--- Records to use ---
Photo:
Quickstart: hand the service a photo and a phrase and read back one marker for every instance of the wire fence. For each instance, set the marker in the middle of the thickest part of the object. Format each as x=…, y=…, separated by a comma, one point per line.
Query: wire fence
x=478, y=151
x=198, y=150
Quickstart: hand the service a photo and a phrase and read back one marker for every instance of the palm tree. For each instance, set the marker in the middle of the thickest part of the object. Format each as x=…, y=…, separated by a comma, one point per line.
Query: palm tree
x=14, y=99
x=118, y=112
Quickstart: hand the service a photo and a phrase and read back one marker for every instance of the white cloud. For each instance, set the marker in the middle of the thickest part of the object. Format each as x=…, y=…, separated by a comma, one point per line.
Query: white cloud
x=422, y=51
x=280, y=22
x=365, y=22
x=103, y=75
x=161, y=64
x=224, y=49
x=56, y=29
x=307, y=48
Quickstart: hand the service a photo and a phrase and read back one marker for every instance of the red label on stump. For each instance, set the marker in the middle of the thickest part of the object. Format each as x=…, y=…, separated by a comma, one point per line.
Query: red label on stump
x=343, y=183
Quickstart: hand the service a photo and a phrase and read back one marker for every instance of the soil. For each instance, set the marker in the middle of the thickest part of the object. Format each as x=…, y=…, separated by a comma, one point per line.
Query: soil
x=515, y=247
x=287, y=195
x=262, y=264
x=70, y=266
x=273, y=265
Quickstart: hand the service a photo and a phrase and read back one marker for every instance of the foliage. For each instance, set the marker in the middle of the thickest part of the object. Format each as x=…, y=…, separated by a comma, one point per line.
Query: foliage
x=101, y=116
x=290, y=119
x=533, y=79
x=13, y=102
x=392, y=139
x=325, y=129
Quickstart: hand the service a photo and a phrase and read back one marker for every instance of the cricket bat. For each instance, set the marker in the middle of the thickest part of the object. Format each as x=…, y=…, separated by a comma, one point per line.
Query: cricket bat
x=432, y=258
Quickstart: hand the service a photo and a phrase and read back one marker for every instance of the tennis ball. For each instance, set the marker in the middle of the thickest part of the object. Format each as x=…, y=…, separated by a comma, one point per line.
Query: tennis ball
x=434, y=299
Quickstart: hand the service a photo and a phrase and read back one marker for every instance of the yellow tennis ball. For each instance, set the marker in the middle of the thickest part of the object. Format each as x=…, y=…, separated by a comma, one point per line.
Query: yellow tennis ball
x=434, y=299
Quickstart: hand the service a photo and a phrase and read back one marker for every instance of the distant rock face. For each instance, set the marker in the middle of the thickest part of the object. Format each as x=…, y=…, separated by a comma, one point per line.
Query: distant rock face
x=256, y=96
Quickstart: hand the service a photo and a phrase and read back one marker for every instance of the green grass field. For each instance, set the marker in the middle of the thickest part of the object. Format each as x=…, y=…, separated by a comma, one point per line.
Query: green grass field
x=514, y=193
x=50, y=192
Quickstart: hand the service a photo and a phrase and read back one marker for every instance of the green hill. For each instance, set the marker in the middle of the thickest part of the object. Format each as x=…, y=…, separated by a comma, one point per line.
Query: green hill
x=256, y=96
---
◆ Requirement ◆
Can you reproduce the material starting at the line containing "of the soil." and ending at the line containing "x=273, y=265", keeping every line in place but shifting each x and y coordinate value by -118?

◆ Response for this exercise ◆
Quickstart: hand the service a photo and a phrase and read back one marker for every instance of the soil. For each instance, set the marker in the middle of the thickest part of the object. Format each as x=…, y=…, separated by a comma, one point per line.
Query: soil
x=397, y=129
x=169, y=77
x=144, y=146
x=-48, y=148
x=155, y=147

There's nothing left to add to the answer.